* **Excerpt**:
==*==

Concordia's Thursday Report

Vol. 29, No.17

June 2, 2005

 

At a Glance

 

Annamma Joy (Marketing) will chair sessions at the European marketing academy (EMAC) conference in Milan, and at the Marketing and Development conference in Thessaloniki, Greece. She also had article published in the journal Consumption, Markets and Culture. Written with John Sherry, Jr., it was called “Framing Considerations in the PRC: Creating Value in the Contemporary Chinese Art Market.”

Concordia graduate Pierre Lafontaine (BSc Biology 79) has been named Swimming Canada’s new CEO. Lafontaine has worked as a trainer in Montreal, Calgary, Atlanta, Phoenix and Canberra, Australia. More recently, as the head coach of the Australian Institute of Sport, Lafontaine led 10 swimmers from the team to medal results at the 2004 Olympics.

Michael Carney (Management) has been invited to be moderator of a meeting sponsored by the International Civil Aviation Organization and the World Bank, to take place June 6 to 8 at ICAO headquarters in Montreal.

Norman Ravvin (Religion, Canadian Jewish Studies) reviewed The Journals of Yaacov Zipper, 1950-1982: The Struggle for Yiddishkeit, in the Canadian Jewish News recently. The book is an English translation by editors Mervin Butovsky, a Concordia English professor, and Ode Garfinkle. It was published by McGill-Queen’s University Press.

Zipper was an inspirational teacher in the 1950s, a time when, as Ravvin pointed out, clinging to Yiddishism was “a recipe for marginalization, a bit like driving a Studebaker when the neighbours have moved on to Mazdas and Audis.” While Ravvin noted the melancholy tone of much of Zipper’s observations on Montreal’s increasingly prosperous and secularized Jewish community of that era, he pointed to “an increasing interest in the work and outlook of influential Yiddish idealists, writers and educators,” and he paid tribute to “the breadth, intelligence and care applied to Zipper’s journals by their translators.”

Karin Doerr and Sima Aprahamian, of the Simone de Beauvoir Institute, have organized a session June 2 at the Congress of Humanities & Social Sciences, taking place this year at the University of Western Ontario. The session is called “Translated Memory and the Language of Genocide: (Gendered) Responses to Traumatic Histories and Silences.”

One of the guest participants is Verjine Svazlian, a professor from Armenia. Svazlian, who has spent 50 years doing research among survivors of the Armenian genocide. She will be the guest of honour at an informal reception at the Simone de Beauvoir, 2170 Bishop St. on June 16, hosted by principal Lillian S. Robinson. More information about Svazlian’s work can be found on her website, at http://www.geocities.com/vsvaz333/.

Marcia Ledgister, a graduate student in Theology, was presented with a $1,500 award by the Montreal Association of Black Business Persons and Professionals at a banquet on May 14. The selection is made by Concordia’s School of Graduate Studies based on the organization’s criteria, which include academic achievement and community involvement.

==*==

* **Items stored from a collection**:
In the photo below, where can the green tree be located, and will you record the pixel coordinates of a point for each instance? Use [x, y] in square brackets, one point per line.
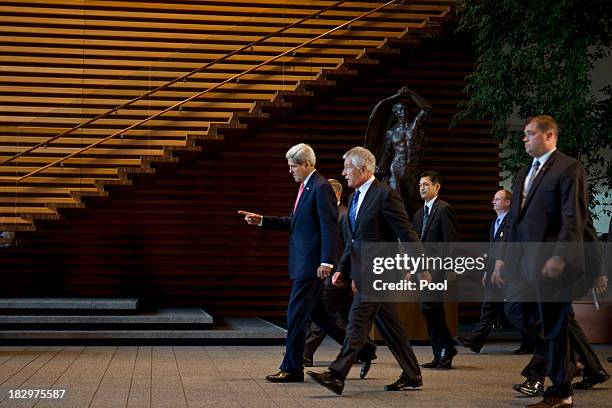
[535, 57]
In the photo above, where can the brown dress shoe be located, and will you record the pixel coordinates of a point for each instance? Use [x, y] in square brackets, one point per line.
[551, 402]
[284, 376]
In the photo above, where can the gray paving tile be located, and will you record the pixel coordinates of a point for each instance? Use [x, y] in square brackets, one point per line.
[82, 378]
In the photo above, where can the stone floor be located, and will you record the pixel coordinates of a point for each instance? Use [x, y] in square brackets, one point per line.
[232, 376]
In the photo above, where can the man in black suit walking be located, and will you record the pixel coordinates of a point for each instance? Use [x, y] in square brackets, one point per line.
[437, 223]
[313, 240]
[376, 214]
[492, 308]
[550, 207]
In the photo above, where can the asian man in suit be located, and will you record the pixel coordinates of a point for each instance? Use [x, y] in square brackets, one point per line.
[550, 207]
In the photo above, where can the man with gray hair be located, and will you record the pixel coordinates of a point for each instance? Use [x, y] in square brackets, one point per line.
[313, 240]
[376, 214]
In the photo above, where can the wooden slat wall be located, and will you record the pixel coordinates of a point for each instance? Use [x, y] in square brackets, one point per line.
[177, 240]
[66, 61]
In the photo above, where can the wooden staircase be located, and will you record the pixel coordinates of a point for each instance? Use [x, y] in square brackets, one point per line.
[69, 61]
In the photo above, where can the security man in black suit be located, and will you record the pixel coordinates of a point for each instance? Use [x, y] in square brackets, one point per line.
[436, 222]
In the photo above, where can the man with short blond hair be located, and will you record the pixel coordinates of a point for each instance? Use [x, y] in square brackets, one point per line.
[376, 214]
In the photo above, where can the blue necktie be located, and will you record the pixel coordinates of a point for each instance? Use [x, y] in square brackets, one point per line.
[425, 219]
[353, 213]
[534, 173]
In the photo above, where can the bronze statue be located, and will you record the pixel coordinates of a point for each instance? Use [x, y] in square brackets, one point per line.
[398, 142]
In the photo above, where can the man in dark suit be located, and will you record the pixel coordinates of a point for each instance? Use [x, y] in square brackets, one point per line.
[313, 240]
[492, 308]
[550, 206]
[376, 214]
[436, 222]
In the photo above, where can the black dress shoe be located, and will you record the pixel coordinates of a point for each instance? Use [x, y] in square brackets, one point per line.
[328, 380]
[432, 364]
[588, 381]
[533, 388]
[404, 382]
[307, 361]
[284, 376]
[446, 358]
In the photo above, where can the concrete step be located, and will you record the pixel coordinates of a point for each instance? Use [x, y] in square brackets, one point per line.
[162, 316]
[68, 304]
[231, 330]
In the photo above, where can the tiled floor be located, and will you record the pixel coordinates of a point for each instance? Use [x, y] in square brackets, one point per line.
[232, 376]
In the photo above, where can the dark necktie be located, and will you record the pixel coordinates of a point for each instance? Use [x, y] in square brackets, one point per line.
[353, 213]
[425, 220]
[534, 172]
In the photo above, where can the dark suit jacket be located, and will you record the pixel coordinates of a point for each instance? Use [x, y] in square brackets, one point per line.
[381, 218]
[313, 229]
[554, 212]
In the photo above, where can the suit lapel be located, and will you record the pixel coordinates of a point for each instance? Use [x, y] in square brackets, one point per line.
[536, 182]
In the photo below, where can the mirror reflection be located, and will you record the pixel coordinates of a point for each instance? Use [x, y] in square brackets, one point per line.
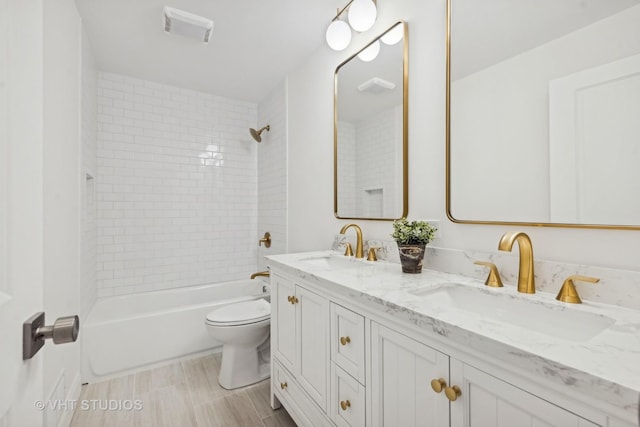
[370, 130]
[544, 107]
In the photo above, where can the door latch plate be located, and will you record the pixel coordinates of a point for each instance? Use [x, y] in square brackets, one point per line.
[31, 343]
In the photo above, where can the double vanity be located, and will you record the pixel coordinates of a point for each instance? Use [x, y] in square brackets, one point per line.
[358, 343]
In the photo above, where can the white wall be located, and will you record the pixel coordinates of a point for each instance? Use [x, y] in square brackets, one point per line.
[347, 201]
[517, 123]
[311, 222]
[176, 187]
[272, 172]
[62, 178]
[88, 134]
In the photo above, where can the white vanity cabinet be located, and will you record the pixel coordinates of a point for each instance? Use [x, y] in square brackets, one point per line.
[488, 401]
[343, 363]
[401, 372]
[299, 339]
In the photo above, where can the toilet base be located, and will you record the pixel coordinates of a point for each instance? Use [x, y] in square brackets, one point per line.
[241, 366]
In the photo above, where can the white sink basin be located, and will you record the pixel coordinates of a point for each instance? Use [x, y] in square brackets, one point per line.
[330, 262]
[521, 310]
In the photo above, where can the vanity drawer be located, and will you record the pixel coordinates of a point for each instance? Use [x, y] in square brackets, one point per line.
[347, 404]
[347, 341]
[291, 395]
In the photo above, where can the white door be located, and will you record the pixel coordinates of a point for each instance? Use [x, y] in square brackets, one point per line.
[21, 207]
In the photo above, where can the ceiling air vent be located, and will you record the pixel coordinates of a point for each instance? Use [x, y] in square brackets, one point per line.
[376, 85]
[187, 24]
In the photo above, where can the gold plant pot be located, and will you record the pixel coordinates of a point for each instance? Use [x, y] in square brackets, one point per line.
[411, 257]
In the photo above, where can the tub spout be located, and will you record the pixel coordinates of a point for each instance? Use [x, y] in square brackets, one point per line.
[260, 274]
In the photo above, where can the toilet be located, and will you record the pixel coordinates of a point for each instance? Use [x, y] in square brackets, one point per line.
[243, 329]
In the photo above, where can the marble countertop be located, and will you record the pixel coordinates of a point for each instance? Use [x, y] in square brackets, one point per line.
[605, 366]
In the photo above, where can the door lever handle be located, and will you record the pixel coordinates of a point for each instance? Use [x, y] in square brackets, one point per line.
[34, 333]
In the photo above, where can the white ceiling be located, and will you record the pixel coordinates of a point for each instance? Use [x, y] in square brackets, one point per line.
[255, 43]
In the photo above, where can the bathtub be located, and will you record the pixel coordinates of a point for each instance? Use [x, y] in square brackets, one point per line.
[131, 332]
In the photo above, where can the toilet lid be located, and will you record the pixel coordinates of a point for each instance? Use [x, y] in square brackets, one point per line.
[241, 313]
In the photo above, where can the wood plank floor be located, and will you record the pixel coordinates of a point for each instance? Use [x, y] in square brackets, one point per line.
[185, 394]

==*==

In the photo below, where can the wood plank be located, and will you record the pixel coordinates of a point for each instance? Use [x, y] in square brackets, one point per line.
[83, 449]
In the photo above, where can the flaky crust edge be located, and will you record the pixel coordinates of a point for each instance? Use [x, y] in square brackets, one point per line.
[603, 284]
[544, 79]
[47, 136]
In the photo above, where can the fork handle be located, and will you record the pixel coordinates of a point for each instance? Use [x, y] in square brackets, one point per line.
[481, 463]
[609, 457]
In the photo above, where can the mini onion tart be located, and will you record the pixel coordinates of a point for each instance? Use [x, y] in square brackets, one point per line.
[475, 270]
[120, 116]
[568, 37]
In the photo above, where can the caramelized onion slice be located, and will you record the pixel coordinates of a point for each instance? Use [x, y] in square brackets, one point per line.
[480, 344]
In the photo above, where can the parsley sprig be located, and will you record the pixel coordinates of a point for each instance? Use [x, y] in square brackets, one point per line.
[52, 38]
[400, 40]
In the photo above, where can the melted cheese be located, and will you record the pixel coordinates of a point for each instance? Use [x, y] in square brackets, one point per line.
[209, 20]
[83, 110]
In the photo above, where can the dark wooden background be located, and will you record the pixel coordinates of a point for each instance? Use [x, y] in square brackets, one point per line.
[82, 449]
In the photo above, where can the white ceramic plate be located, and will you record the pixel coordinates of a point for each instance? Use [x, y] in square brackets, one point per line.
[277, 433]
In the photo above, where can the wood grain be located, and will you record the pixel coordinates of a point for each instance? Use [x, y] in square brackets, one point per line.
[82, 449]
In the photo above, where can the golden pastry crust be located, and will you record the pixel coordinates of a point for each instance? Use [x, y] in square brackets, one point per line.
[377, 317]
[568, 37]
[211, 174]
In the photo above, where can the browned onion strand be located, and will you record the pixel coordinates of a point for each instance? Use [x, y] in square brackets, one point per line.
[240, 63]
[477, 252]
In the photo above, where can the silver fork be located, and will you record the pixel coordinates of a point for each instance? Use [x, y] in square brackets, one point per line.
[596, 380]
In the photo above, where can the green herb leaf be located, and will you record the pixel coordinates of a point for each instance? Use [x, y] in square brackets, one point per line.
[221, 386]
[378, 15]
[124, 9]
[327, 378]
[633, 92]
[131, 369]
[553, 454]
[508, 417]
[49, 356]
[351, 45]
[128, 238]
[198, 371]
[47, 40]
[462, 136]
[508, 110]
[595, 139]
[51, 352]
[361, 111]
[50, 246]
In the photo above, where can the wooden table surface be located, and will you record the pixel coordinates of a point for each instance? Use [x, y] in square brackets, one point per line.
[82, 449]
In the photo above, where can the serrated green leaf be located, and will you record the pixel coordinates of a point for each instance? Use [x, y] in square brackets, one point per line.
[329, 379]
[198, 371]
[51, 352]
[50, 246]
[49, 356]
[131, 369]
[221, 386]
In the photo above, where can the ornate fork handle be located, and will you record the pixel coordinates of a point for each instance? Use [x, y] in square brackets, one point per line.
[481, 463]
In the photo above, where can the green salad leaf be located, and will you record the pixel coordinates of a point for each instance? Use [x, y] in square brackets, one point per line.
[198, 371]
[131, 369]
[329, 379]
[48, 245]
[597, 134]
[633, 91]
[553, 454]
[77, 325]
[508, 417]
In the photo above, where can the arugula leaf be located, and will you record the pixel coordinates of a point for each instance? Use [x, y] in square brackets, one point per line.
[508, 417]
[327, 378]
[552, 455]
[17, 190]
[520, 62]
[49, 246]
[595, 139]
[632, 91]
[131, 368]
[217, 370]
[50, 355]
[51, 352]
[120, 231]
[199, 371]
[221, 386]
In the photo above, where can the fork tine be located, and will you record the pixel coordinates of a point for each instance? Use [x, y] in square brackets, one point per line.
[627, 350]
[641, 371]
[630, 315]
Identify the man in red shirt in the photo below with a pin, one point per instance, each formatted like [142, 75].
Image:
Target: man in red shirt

==*==

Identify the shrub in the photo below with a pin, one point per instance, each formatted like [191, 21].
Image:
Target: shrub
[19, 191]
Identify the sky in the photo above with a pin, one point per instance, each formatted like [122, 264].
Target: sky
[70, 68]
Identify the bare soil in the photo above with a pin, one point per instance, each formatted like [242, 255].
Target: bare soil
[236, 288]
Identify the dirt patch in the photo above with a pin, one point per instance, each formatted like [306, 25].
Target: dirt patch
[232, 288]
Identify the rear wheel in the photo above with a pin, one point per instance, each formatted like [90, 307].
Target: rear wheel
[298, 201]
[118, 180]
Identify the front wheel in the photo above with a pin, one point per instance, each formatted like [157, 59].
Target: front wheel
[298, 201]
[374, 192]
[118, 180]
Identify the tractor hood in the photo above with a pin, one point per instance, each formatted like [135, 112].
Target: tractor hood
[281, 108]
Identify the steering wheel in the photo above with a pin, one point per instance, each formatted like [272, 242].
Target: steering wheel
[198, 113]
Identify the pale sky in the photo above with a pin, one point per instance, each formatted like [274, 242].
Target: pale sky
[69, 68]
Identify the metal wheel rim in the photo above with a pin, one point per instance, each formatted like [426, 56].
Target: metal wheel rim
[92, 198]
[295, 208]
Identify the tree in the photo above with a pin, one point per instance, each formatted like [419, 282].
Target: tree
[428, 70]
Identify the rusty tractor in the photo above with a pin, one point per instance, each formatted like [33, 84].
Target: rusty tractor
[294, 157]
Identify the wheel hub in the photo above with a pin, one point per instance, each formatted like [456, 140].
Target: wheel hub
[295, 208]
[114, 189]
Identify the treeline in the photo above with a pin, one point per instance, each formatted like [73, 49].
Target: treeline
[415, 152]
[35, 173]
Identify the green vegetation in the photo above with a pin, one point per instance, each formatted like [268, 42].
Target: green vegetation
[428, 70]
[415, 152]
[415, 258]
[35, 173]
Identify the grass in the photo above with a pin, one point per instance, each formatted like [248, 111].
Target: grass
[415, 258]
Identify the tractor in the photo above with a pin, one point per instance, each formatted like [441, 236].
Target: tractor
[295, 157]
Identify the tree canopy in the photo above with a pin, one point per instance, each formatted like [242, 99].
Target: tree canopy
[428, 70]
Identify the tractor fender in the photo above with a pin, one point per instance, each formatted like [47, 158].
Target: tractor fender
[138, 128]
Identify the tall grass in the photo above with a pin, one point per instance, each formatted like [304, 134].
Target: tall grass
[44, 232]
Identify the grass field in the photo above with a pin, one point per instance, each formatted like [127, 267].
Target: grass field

==*==

* **Complete the following**:
- A) Does each statement agree with the At a Glance briefs? Answer yes or no for each, and quote the deciding words. (i) Michael Carney's meeting takes place at ICAO headquarters in Montreal. (ii) Pierre Lafontaine led 10 swimmers to medal results at the 2000 Olympics. (iii) Marcia Ledgister received a $1,500 award.
- B) List every city where the At a Glance briefs say Pierre Lafontaine has worked as a trainer.
- C) Translate this sentence from the At a Glance briefs into Spanish: "Marcia Ledgister, a graduate student in Theology, was presented with a $1,500 award by the Montreal Association of Black Business Persons and Professionals at a banquet on May 14."

* **Task answers**:
- A)
(i) Yes: "to take place June 6 to 8 at ICAO headquarters in Montreal."
(ii) No: "Lafontaine led 10 swimmers from the team to medal results at the 2004 Olympics."
(iii) Yes: "was presented with a $1,500 award by the Montreal Association of Black Business Persons and Professionals"

- B) Montreal, Calgary, Atlanta, Phoenix, Canberra

- C) Marcia Ledgister, estudiante de posgrado en Teología, recibió un premio de 1500 dólares de la Asociación de Empresarios y Profesionales Negros de Montreal en un banquete el 14 de mayo.